→ **Data provided**
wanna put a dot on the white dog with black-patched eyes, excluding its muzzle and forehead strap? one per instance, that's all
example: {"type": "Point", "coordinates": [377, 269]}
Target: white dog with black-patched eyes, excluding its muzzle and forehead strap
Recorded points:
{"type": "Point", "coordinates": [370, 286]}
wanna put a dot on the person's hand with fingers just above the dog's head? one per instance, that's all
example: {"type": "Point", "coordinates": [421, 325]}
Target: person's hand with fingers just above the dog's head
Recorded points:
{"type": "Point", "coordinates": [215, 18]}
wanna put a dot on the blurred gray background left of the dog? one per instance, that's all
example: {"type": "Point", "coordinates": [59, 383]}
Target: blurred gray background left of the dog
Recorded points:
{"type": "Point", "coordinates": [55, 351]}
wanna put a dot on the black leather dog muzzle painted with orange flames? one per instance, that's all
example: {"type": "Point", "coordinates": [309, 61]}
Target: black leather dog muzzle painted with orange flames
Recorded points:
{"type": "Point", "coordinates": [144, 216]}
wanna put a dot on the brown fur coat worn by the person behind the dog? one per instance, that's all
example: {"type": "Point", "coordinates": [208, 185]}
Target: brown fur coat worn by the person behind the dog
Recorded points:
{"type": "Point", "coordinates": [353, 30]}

→ **Task instructions**
If a line appears above, it belongs in your answer, printed exactly.

→ **Written response**
wanna put a dot on the white dog with black-patched eyes, excluding its muzzle and forehead strap? one per instance, that's all
example: {"type": "Point", "coordinates": [377, 269]}
Target: white dog with black-patched eyes, excluding its muzzle and forehead strap
Recorded points:
{"type": "Point", "coordinates": [370, 286]}
wanna put a dot on the person's hand with fingers just above the dog's head? one per instance, that's all
example: {"type": "Point", "coordinates": [421, 325]}
Target: person's hand with fingers just above the dog's head
Recorded points:
{"type": "Point", "coordinates": [215, 18]}
wanna put a dot on the blurred gray background left of the dog? one per instance, that's all
example: {"type": "Point", "coordinates": [59, 383]}
Target: blurred gray background left of the dog
Recorded points:
{"type": "Point", "coordinates": [55, 351]}
wanna put a dot on the black leather dog muzzle painted with orange flames? one per instance, that's all
example: {"type": "Point", "coordinates": [309, 61]}
Target: black leather dog muzzle painted with orange flames
Recorded points:
{"type": "Point", "coordinates": [144, 216]}
wanna put a dot on the brown fur coat worn by the person behind the dog? one per instance, that's all
example: {"type": "Point", "coordinates": [208, 185]}
Target: brown fur coat worn by the person behind the dog
Recorded points:
{"type": "Point", "coordinates": [353, 30]}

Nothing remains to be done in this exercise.